- _WORK ITEM 1_: In the train-ride thread, replace "cafe" with "dining car" and write out the passage between "# Pardon me" and "first thought was...", inclusive.
_ _ _
# Pardon me Sir, could you direct me to the cafe?



## stntylr (Nov 18, 2011)

"Pardon me Sir, could you direct me to the cafe?"

I looked to see who had asked me the question and saw a boy possibly between 10 and 12.

Now I was riding the Texas Eagle last night when this happened and my first thought was...

"Kid, you are totally on the wrong train"

but I didn't say that and instead gave him directions to the snack bar.

Anyway.....

Yesterday I took a day trip from Austin to Cleburne and back.



P.S. My parents rode the EuroStar from Rome to Venice last week and I still haven't seen any video from that.


----------



## stntylr (Nov 18, 2011)

The first one was the preview.



At least part 1.


----------



## Bob Dylan (Nov 18, 2011)

stntylr said:


> The first one was the preview.


Nice pics Stan, thanks! Sure looks familiar to me! :lol: Good to see so many pax boarding/deboarding the Eagle even if it does drive up the buckets for us! ^_^

And I wonder why they dont play the classical music when Im at the Austin Station!! :lol: :lol: :lol:


----------



## the_traveler (Nov 18, 2011)

Nice movie! 

No wonder you left Austin. Who in their right mind would stay! :lol: :lol: :lol:


----------



## Bob Dylan (Nov 19, 2011)
_ _ _
- _WORK ITEM 2_: From the records, copy out the lines between the one holding "224L503 219L498 212L486" and the one holding "positive clicks: (464, 235)", inclusive.

[Collected data entries]
_ _ _
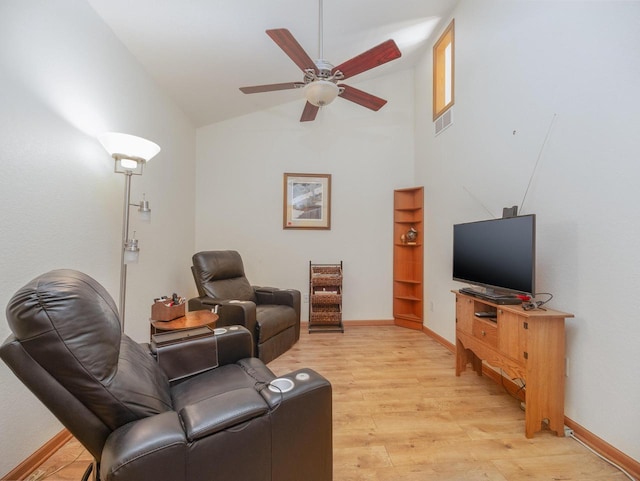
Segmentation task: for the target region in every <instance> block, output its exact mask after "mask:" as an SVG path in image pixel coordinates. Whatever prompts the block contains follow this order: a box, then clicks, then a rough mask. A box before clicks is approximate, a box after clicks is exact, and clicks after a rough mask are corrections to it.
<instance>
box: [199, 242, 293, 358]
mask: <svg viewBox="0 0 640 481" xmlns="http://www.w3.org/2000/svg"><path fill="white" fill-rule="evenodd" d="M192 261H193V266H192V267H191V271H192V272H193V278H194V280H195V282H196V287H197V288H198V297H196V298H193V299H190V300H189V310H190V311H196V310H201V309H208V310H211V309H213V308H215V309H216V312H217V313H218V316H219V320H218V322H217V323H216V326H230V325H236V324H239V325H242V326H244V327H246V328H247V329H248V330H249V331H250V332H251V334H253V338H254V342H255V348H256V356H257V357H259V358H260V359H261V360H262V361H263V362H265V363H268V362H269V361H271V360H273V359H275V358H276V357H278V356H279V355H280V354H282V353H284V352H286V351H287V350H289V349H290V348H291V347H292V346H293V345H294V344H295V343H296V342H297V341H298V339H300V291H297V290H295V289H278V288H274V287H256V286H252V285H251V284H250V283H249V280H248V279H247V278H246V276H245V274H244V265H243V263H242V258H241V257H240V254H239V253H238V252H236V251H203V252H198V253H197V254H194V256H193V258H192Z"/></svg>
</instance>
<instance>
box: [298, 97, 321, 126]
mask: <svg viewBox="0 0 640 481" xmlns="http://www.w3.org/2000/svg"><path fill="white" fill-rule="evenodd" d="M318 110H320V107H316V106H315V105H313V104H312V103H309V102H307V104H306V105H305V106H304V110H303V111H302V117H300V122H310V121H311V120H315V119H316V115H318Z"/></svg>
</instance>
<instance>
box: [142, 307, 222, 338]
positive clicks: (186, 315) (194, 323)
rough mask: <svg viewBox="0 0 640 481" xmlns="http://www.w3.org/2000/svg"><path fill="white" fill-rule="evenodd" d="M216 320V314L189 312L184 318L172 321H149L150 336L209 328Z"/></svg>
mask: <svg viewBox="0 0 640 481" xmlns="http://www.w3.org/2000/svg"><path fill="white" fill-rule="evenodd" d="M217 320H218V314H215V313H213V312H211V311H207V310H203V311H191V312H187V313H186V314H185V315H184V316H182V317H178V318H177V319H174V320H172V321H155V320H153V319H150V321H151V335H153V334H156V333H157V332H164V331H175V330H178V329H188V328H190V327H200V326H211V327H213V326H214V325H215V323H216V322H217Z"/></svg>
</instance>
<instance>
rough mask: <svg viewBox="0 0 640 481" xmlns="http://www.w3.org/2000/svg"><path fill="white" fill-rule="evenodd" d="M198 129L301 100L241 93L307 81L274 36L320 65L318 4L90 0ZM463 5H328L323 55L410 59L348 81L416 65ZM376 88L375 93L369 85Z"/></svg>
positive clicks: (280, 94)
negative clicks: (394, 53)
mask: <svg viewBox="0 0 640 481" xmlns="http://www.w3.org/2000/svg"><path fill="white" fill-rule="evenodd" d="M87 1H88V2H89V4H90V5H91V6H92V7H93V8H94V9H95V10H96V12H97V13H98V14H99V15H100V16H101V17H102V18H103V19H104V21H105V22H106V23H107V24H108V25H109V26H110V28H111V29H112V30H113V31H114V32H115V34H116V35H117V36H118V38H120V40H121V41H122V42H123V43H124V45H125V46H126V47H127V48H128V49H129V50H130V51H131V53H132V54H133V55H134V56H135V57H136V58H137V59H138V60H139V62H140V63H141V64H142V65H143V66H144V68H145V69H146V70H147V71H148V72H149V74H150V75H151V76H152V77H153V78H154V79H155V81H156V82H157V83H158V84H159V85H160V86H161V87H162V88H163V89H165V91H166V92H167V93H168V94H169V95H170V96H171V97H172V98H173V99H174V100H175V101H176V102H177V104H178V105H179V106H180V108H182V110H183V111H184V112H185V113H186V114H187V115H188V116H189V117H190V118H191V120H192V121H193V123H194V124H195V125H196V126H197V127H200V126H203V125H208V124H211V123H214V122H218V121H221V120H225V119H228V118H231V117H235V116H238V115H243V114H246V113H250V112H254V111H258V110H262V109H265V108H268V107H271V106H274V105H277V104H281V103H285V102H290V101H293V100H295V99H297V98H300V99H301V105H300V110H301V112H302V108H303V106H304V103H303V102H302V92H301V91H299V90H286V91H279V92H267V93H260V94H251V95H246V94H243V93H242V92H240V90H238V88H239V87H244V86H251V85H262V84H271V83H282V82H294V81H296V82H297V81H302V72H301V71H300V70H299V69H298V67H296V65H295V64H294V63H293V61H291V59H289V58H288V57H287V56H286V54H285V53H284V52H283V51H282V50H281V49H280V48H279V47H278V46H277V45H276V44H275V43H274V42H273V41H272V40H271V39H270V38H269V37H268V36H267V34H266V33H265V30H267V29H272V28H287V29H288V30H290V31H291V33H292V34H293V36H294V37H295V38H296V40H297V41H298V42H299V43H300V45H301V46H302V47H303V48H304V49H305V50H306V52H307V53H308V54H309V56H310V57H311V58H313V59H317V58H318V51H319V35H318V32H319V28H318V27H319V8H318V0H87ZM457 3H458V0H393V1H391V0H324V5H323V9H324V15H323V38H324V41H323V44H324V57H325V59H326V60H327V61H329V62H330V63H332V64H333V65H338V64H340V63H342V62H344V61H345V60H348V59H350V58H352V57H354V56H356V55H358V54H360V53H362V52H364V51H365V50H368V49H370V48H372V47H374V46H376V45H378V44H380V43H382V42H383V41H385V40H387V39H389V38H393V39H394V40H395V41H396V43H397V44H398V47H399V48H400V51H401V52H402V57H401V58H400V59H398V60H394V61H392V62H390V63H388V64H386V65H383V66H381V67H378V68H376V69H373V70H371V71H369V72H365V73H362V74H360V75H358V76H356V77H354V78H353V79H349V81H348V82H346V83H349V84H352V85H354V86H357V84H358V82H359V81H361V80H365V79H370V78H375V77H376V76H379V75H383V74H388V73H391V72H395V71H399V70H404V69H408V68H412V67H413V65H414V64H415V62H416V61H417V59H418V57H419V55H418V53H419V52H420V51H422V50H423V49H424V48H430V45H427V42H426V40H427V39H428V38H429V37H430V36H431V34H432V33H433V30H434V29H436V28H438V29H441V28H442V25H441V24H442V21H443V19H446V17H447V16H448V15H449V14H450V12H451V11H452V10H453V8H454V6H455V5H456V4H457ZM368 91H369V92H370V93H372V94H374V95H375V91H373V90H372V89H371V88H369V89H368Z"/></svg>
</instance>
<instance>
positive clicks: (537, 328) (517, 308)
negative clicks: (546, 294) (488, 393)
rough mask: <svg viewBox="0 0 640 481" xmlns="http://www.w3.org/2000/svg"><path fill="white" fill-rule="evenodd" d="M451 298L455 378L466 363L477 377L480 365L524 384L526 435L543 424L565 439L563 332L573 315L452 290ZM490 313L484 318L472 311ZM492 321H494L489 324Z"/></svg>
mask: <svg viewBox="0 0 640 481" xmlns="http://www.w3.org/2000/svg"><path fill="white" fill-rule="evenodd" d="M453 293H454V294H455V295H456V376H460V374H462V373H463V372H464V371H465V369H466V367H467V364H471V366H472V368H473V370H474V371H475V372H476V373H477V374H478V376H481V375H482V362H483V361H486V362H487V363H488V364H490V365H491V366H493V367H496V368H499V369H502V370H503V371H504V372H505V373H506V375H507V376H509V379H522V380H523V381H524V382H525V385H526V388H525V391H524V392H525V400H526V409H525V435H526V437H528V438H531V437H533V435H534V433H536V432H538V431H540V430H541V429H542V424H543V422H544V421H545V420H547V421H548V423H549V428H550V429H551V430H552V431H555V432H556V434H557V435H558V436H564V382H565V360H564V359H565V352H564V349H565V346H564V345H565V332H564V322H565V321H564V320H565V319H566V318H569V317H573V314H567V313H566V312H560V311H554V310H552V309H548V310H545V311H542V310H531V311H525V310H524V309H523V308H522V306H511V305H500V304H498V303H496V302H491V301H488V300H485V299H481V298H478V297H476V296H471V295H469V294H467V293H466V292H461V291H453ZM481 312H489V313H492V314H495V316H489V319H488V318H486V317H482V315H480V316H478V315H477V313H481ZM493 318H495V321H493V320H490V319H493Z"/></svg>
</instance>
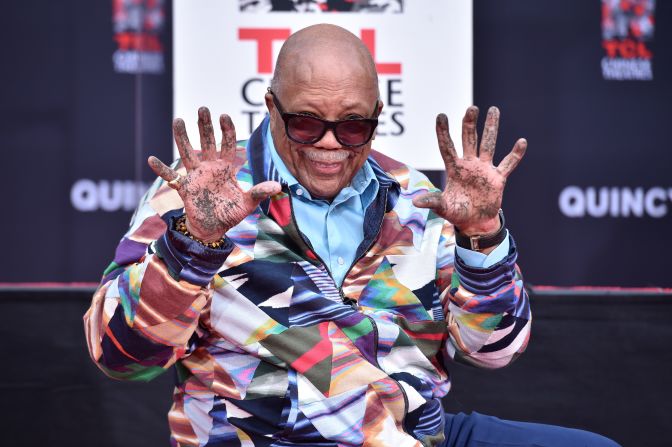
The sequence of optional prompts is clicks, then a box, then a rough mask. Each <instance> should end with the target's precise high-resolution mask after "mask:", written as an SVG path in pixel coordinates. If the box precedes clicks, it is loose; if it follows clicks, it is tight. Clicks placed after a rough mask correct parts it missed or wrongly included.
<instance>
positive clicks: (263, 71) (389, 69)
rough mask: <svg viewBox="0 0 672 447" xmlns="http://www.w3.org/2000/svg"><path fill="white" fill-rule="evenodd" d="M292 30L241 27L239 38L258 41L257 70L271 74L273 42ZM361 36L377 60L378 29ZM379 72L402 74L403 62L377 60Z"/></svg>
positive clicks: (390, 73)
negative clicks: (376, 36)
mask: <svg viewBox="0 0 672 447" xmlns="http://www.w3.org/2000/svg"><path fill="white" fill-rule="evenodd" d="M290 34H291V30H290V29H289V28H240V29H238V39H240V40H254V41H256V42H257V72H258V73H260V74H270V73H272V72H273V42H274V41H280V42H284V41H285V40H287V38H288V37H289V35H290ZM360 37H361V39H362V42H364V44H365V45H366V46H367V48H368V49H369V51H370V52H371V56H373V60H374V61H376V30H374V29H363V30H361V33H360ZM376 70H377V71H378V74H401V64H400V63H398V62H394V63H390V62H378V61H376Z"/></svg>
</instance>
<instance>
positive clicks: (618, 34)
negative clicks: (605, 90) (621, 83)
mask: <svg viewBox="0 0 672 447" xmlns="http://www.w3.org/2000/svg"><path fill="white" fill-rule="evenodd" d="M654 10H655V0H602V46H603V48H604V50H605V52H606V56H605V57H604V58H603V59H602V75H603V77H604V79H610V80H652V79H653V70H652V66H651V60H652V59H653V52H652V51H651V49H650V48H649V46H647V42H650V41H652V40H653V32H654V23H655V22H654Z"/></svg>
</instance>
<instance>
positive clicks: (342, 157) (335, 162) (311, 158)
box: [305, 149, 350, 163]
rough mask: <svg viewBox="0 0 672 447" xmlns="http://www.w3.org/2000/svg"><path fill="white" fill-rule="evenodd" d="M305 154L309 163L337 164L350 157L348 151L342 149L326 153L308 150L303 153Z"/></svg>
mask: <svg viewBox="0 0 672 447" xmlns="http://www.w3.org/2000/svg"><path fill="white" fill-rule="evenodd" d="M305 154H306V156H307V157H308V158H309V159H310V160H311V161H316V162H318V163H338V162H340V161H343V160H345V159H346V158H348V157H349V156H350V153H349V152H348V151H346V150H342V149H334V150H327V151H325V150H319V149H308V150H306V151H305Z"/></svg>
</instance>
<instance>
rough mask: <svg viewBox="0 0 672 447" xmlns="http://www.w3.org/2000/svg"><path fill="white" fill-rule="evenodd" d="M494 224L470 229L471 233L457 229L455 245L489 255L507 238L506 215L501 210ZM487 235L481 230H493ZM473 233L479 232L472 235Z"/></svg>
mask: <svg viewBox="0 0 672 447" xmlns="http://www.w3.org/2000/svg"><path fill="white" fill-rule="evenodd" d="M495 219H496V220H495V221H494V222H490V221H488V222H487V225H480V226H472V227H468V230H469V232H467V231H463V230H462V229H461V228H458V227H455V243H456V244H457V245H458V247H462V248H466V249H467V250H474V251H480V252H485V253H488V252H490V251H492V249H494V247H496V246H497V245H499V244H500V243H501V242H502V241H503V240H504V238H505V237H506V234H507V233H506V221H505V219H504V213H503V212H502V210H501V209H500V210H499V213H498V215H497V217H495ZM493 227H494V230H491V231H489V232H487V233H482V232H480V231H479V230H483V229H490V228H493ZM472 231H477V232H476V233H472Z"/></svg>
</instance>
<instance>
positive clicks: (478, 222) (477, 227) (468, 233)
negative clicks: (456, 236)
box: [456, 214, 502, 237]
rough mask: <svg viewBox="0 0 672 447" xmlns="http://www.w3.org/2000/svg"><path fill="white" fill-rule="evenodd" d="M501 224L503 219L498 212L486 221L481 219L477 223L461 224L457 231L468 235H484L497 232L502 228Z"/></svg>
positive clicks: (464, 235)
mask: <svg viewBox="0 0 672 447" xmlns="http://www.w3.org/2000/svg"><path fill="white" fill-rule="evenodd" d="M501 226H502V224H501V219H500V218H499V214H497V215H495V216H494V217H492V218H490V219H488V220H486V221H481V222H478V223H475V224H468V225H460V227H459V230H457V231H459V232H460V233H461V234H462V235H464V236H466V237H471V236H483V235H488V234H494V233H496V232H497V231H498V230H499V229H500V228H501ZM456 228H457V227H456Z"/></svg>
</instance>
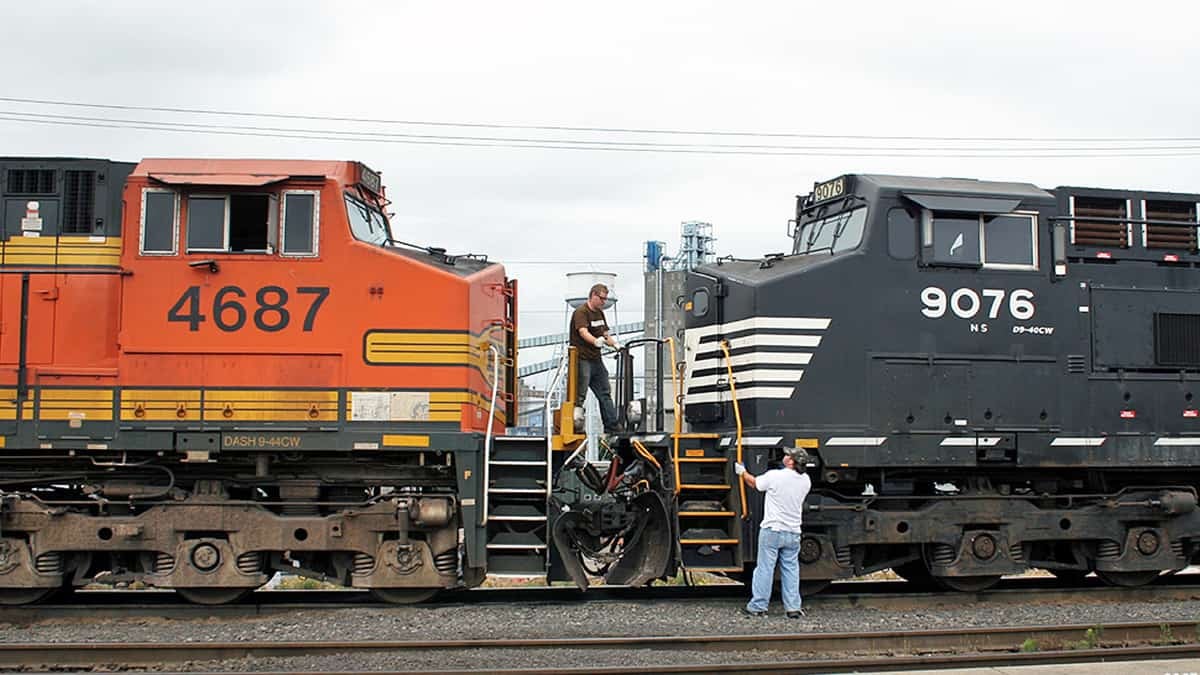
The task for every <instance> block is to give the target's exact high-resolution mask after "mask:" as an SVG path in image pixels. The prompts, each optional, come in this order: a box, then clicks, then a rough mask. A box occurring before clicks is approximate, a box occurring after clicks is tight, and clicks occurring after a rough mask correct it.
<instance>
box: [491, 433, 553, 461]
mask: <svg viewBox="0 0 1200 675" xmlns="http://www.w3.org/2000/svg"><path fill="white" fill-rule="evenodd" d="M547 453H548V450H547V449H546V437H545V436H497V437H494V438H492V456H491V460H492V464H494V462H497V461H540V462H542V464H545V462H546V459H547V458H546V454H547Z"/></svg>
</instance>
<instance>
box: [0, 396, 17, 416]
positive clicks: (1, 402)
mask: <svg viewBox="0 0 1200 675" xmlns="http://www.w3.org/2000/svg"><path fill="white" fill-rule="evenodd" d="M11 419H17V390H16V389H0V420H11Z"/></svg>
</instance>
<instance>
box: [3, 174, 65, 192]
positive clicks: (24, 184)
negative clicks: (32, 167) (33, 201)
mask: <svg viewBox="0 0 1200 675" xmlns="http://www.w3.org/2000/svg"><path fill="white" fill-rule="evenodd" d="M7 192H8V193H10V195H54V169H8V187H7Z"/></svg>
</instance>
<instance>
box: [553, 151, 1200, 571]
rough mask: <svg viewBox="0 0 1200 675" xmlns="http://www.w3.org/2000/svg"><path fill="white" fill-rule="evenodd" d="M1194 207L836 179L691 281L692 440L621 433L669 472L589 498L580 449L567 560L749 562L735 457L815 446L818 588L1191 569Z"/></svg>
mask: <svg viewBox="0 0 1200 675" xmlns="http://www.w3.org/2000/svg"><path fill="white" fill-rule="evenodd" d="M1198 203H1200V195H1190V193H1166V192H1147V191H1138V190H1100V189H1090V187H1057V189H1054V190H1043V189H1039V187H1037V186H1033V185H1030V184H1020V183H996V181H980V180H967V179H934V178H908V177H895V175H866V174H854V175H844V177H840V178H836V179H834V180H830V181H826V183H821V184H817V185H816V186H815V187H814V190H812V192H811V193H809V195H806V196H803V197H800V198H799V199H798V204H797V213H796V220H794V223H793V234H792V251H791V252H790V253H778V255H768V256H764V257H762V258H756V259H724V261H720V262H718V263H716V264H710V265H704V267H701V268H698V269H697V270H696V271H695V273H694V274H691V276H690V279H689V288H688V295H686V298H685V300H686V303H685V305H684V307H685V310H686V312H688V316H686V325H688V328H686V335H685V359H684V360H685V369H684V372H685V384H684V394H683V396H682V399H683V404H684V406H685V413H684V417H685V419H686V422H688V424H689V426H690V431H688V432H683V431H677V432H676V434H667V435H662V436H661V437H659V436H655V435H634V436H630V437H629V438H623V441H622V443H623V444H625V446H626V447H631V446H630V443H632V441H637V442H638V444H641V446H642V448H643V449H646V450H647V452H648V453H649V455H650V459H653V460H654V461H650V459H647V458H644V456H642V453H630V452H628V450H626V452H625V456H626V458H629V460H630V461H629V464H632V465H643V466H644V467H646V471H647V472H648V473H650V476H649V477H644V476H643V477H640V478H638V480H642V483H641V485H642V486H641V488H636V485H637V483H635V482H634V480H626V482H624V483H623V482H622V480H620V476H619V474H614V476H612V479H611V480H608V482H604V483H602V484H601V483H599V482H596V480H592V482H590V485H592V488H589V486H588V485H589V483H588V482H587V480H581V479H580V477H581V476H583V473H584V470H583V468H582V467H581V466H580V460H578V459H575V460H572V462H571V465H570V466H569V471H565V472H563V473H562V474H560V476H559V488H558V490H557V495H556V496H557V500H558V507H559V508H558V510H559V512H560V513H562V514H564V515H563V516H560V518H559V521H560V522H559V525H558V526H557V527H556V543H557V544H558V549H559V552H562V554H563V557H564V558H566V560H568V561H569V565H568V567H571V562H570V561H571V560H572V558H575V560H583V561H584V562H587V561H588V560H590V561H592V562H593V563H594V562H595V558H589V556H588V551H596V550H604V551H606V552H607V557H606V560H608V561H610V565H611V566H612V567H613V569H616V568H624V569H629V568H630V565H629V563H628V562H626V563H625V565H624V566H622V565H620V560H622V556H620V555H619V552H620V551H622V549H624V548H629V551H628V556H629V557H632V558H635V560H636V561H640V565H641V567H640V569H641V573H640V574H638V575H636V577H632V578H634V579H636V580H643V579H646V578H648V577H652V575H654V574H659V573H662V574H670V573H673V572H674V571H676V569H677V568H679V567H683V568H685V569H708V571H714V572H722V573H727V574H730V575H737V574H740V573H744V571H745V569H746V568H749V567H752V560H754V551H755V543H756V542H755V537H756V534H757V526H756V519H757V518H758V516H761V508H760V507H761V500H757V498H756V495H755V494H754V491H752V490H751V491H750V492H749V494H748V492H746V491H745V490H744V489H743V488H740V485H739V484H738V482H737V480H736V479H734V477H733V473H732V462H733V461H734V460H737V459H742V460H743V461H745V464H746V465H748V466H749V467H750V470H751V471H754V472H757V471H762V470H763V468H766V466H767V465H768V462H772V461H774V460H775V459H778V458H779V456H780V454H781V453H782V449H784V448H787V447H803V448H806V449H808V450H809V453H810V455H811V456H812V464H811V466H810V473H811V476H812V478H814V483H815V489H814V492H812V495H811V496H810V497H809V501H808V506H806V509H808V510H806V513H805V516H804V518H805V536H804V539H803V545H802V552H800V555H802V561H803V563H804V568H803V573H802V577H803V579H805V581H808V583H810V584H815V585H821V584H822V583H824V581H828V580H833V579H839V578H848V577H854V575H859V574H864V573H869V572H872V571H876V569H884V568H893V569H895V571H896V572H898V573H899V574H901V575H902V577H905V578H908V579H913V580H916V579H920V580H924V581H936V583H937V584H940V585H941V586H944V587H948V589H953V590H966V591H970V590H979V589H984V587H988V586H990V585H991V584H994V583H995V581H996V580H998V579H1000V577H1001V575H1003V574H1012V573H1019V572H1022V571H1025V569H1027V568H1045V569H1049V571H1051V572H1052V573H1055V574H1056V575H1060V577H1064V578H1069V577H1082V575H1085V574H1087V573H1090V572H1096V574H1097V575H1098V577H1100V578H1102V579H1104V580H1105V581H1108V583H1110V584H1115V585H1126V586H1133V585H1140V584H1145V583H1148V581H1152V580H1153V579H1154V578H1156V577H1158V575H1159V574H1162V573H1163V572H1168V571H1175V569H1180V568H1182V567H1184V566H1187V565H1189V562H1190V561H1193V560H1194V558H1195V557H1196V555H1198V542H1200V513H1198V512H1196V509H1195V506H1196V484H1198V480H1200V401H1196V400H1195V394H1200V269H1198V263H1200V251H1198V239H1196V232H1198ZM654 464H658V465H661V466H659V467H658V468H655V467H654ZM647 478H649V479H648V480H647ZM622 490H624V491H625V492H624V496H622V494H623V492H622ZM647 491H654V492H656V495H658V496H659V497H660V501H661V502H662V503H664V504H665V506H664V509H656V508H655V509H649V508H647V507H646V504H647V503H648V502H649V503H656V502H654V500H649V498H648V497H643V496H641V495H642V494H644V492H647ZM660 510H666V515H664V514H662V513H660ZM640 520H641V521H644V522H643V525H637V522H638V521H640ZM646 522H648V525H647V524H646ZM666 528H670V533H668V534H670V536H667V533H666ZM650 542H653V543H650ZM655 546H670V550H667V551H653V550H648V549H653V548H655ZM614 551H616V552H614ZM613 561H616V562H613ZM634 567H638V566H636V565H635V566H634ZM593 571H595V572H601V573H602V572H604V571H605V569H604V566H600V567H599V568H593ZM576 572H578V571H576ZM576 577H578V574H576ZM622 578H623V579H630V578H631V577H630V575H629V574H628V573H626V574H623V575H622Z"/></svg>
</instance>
_ _ _
- _EXERCISE RESPONSE 1_:
# Pardon me Sir, could you direct me to the dining car?



## stntylr (Nov 18, 2011)

"Pardon me Sir, could you direct me to the dining car?"

I looked to see who had asked me the question and saw a boy possibly between 10 and 12.

Now I was riding the Texas Eagle last night when this happened and my first thought was...

- _EXERCISE RESPONSE 2_:
rough mask: <svg viewBox="0 0 672 447" xmlns="http://www.w3.org/2000/svg"><path fill="white" fill-rule="evenodd" d="M501 224L503 219L498 212L486 221L481 219L477 223L461 224L457 231L468 235H484L497 232L502 228Z"/></svg>
positive clicks: (464, 235)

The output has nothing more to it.